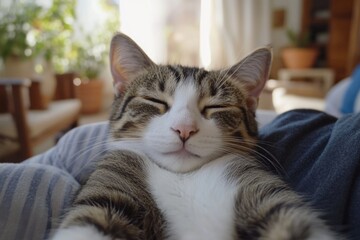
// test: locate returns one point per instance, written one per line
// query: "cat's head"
(183, 117)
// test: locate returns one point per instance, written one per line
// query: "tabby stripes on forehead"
(124, 107)
(189, 71)
(201, 74)
(175, 72)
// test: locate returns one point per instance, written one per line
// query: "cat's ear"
(127, 60)
(253, 72)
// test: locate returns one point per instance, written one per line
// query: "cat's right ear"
(127, 60)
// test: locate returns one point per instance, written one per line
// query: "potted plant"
(30, 37)
(300, 54)
(91, 60)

• Your objective
With all pictures omitted, repeat every record above word for word.

• Task solution
// test: locate returns one point per instance, written one per line
// query: "cat's head"
(183, 117)
// test: locate returns one point per instance, written one per line
// query: "tabby stripes on forehead"
(124, 107)
(189, 71)
(201, 74)
(175, 72)
// test: locate returns one point per instance, written one per line
// query: "cat's ear"
(127, 60)
(253, 72)
// test: locate returns one point per instance, written one per line
// query: "cat's right ear"
(127, 60)
// test: locate returns one point per instance, written one per line
// query: "potted plant"
(30, 37)
(300, 54)
(91, 60)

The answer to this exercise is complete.